**Your objective:**
Rewrite the records below with "dresser drawer" changed to "chest drawer" and everything else kept the same. Leave the pictures out.
"""
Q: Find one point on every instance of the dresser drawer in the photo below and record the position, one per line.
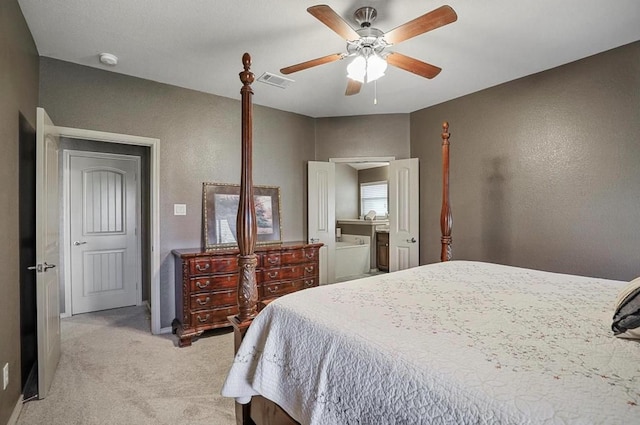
(271, 259)
(210, 283)
(289, 273)
(282, 288)
(212, 316)
(214, 299)
(208, 265)
(292, 256)
(311, 254)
"""
**Output of the task:**
Q: Find one point on every instance of the chest drawer in the photo below and record the position, one per line.
(271, 259)
(210, 283)
(289, 273)
(282, 288)
(212, 316)
(214, 299)
(208, 265)
(292, 256)
(311, 254)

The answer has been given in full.